PASSAGE GIVEN:
******

THE DUTCH/ANGLO/AMERICAN PRECEDENT OF THE RIGHT TO BEAR ARMS

Freemen Protect Their Families by Force of Arms
1643 August Dutch-Indian War in New Netherlands... ``On the other hand, the enemy [N.A.`s] is strong and mighty. They have formed an alliance, one with another, with more than seven different tribes, well supplied with muskets, powder, and ball, which they have procured and daily receive from private traders, in exchange for beaver, and with which they murder our people. The woods and thickets are now also useful to them, for they have removed all their women, children, and old men into the interior. The rest of the warriors daily menace our lives with fire and sword, and threaten to attack the fort with all their strength, now consisting of fifteen hundred men...Our population consists, for the most part, of women and children. The freemen (not counting the English) are about two hundred in number, who must protect, by force of arms, their families, which now lie concealed in straw huts, around outside the fort.` Jameson, p.333, “Representation of New Netherland”; O`Callaghan, “Hist. Of New Netherland”, Vol.1, pp.290-291

The Right To Bear Firearms, Side-arms and Other Weapons For Self-Defence

1644 December 16 `the colonists [Dutch in New Netherland] and servants should be bound, under certain penalties, to provide themselves with good fire-arms, and other weapons for self-defence...But it should be [in New Netherland] absolutely forbidden, that either the freemen should sell to the Indians, or the licensd traders to the freemen, any arms or munitions of war, on pain of heavy punishment to be inflicted therefor, lest the Indians, being strengthened thereby, may hereafter be encouraged to do us more injury than they can now, in their impotency, inflict. But it shall be obligatory on the freemen to be provide, each with a good musket and side-arms for self-defence, as already mentioned in the 5th point. An inspection thereof shall be had by the Director every six months.’ O`Callaghan, “Hist. Of New Netherland”, Vol.1, pp.422-423, “Appendix E, Report and Advice on the condition of New Netherland, drawn up from documents and papers placed by the commission of the Assembly of the XIX., dated 15 Dec., 1644 in the hands of the General Chambers of Accounts”

Arms For Security and Defence

1645 in New Netherland: `Means were to be adopted to induce the colonists to form towns and villages, and to provide themselves with arms for their security and defence.` O`Callaghan, “Hist. Of New Netherland”, Vol.2, p.18

1645: “The persons hereinafter specified shall be maintained to garrison the fort, on such allowances as shall be found most advantageous for the Company, and for greater security, the colonists and their domestics shall be holden, under certain penalties, to provide themselves with good muskets, and other weapons for their own defence, so as to be able, in time of necessity, with the garrison, to resist a general attack, without the Director, colonists, or whosoever it may be, having the power to take into the pay of the Company any soldiers...”

******

WRITTEN TASKS:
(1) List the three section headings that appear below the main title of the passage on the right to bear arms.
(2) In the entries, retype every line from the one containing "Dataset curation — object class: woman." up to and including the one containing "[268,202,317,255]".

******

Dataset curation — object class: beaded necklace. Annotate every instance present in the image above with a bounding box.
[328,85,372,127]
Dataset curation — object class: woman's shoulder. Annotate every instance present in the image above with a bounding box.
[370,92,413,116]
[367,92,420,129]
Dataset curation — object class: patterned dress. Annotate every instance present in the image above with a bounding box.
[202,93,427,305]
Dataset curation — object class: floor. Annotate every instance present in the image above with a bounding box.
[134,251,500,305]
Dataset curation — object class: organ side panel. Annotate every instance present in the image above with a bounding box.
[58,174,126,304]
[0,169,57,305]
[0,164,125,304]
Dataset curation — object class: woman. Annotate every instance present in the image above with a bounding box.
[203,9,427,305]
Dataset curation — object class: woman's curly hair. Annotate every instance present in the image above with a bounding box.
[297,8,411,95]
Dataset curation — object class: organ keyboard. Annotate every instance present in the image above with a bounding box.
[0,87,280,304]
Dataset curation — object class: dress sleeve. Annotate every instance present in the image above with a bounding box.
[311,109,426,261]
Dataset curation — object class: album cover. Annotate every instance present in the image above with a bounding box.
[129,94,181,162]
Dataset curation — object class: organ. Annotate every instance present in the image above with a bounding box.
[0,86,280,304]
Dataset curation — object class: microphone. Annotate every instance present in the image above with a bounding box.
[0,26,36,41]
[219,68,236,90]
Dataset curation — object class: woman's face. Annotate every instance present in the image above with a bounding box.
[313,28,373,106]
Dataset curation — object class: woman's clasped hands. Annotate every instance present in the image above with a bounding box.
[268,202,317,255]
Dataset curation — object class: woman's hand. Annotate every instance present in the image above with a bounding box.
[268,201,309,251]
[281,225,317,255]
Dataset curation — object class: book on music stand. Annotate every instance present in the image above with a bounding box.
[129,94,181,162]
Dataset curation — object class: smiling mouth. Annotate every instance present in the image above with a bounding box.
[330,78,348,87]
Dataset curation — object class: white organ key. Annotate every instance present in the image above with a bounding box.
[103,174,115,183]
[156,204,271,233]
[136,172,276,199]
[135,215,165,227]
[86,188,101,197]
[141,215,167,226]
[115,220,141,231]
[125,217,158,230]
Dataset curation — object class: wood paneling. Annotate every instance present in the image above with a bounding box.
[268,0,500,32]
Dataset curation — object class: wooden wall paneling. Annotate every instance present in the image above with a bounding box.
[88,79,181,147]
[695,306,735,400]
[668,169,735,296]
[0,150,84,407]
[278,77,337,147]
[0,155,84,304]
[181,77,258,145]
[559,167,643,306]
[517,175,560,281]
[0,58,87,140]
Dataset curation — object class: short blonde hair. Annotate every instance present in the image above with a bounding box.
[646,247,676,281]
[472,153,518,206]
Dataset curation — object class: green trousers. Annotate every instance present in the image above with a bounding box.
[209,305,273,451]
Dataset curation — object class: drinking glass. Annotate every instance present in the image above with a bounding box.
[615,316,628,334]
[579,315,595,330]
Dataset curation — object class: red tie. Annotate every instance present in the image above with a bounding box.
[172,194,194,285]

******

THE ANSWERS:
(1)
Freemen Protect Their Families by Force of Arms
The Right To Bear Firearms, Side-arms and Other Weapons For Self-Defence
Arms For Security and Defence

(2)
Dataset curation — object class: woman. Annotate every instance present in the image above with a bounding box.
[203,9,427,305]
Dataset curation — object class: woman's curly hair. Annotate every instance present in the image above with a bounding box.
[297,8,411,95]
Dataset curation — object class: organ keyboard. Annotate every instance present in the image above with a bounding box.
[0,87,280,304]
Dataset curation — object class: dress sleeve. Annotate every instance present in the image above with a bounding box.
[311,109,426,261]
Dataset curation — object class: album cover. Annotate every instance present in the image above with a bounding box.
[129,94,181,162]
Dataset curation — object class: organ. Annotate every instance present in the image above with a bounding box.
[0,86,280,304]
Dataset curation — object class: microphone. Annotate every instance present in the image above with a bounding box.
[0,26,36,41]
[219,68,236,90]
Dataset curation — object class: woman's face. Annotate every instance present in the image above with a bounding box.
[313,28,373,106]
Dataset curation — object class: woman's clasped hands. Annotate every instance present in the image above with a bounding box.
[268,202,317,255]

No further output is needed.